[WHAT IS REQUIRED]: Find every line in the records that contains the string "left" and copy each of those lines. Case counts.

[Coordinate annotation entries]
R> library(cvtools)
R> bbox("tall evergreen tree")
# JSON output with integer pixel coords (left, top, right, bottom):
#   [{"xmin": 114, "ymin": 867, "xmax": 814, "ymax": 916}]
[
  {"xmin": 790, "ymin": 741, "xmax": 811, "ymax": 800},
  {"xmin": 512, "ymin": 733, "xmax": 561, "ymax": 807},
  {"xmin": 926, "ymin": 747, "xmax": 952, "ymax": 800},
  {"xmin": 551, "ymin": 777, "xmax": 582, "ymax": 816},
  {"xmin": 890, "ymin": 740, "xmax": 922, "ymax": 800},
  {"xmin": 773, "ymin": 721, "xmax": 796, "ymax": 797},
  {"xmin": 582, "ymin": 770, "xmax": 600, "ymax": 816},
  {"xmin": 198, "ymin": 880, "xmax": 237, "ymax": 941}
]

[FULL RESPONSE]:
# JSON output with integer pixel coords (left, top, right, bottom):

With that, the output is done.